XML Parsing error; PHPWord - php

I am using PHPOffice/PHPWord in my Laravel Application. It is used to generate a .docx document with results in tables. This works great for a document of 3 tables with 6 rows, but when there are more rows the document is generated but when opening it the following error occurs:
We're sorry, We can't open (documentname) because we found a problem with its contents.
Details: XML parsing error Location: Part:/word/document.xml, Line: 2, Column 14349.
Now, I have started working on another result page where I would also want to generate a .docx document. This will contain 5 tables, but with 3 rows I get the same XML parsing error but in a different location (Location: Part: /word/document.xml, Line:4, Column:2888). Could someone explain to me whether this is a error in my code, or phpword/words?
I have done some troubleshooting by deleting everything, and slowly adding new rows. I have found the error but how could i fix it. The first two tables are generated good..
$phpWord = new \PhpOffice\PhpWord\PhpWord();
$section = $phpWord->addSection();
$section->addImage('../public/img/2.jpg', array('width' => 230, 'height' => 65, 'alignment' => 'left'));
$section->addText('Project IDs:' . $parameter);
$header =$section->addHeader();
$header->addText('Results Summary');
$section->addLine(
array(
'width' => \PhpOffice\PhpWord\Shared\Converter::cmToPixel(16),
'height' => \PhpOffice\PhpWord\Shared\Converter::cmToPixel(0),
'positioning' => 'absolute',
)
);
$tableName = 'rStyle';
$phpWord->addFontStyle($tableName, array('italic' => true, 'size' => 12));
$thName = 'tStyle';
$phpWord->addFontStyle($thName, array('bold' => true, 'size' => 9));
$section->addText('General Information Table', $tableName);
$fancyTableStyle = array('borderSize' => 6, 'borderColor' => '999999');
$spanTableStyleName = 'Overview tables';
$phpWord->addTableStyle($spanTableStyleName, $fancyTableStyle);
$table = $section->addTable($spanTableStyleName);
$table->addRow(null, array('tblHeader' => true, 'cantSplit' => true));
$table->addCell(1750)->addText('Project ID',$thName);
$table->addCell(1750)->addText('Description',$thName);
$table->addCell(1750)->addText('Notes',$thName);
foreach ($id_array_explode as $char) {
$table->addRow();
$singlenumber = (int)$char;
$cursor = $collection->find(array("id" => $singlenumber));
foreach ($cursor as $document) {
$table->addCell(1750)->addText($document["project_id"]);
$table->addCell(1750)->addText($document["description"]);
$table->addCell(1750)->addText($document["notes"]);
}
}
$section->addText('
');
$section->addLine(
array(
'width' => \PhpOffice\PhpWord\Shared\Converter::cmToPixel(16),
'height' => \PhpOffice\PhpWord\Shared\Converter::cmToPixel(0),
'positioning' => 'absolute',
)

▸ **Your goal**
Answer from the PHPWord forum post.
(a) In which application is the writer using PHPOffice/PHPWord?
(b) How many tables will the document for the second result page contain?
(c) What width value is passed to addCell for each column of the table?
The lines that come after this text are not needed.

▸ **Dataset records**
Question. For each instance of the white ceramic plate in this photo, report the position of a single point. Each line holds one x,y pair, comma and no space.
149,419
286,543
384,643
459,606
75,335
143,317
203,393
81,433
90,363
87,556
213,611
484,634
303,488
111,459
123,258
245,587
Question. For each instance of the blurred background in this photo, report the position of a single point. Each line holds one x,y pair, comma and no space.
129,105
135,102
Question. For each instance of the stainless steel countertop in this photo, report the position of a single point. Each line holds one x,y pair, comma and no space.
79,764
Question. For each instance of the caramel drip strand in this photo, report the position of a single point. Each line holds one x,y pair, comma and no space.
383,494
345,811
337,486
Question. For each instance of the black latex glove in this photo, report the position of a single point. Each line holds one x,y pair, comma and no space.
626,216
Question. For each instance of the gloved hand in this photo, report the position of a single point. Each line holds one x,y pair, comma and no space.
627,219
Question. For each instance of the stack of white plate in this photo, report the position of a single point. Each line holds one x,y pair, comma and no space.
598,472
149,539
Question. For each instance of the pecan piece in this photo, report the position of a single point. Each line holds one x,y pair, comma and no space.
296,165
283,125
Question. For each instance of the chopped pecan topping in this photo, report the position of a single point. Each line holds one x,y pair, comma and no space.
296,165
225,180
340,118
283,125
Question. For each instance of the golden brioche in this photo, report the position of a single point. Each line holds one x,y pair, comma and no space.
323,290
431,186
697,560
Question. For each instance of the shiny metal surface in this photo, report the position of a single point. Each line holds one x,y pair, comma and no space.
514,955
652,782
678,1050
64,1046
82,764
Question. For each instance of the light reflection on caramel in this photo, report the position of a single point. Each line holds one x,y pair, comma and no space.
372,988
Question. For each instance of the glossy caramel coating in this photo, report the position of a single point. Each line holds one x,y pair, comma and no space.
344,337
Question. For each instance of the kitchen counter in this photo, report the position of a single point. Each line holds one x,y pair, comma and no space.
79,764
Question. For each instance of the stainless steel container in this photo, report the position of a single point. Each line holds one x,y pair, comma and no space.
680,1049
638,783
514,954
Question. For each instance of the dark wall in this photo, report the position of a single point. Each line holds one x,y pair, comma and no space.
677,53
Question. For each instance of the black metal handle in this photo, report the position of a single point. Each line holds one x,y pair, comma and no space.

--

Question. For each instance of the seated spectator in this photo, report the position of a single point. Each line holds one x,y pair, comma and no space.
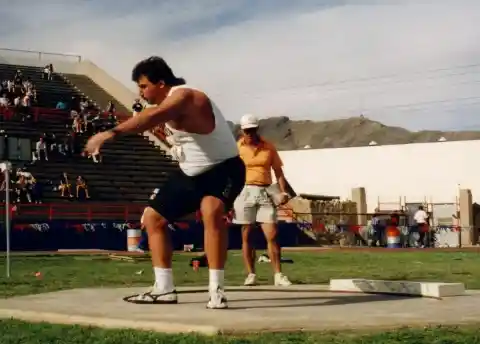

--

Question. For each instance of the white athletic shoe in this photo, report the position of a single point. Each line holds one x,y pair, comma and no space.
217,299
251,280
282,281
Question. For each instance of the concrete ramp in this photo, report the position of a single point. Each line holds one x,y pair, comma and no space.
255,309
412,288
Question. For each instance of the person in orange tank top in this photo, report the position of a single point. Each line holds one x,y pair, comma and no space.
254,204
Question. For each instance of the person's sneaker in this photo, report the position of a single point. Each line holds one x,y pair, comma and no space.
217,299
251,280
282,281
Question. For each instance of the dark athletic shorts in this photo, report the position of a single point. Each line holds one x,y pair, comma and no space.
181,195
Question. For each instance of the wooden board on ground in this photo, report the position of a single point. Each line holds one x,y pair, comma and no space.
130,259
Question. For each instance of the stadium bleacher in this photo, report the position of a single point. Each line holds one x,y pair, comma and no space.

▸ **Task answer**
(a) A Laravel application
(b) 5 tables
(c) 1750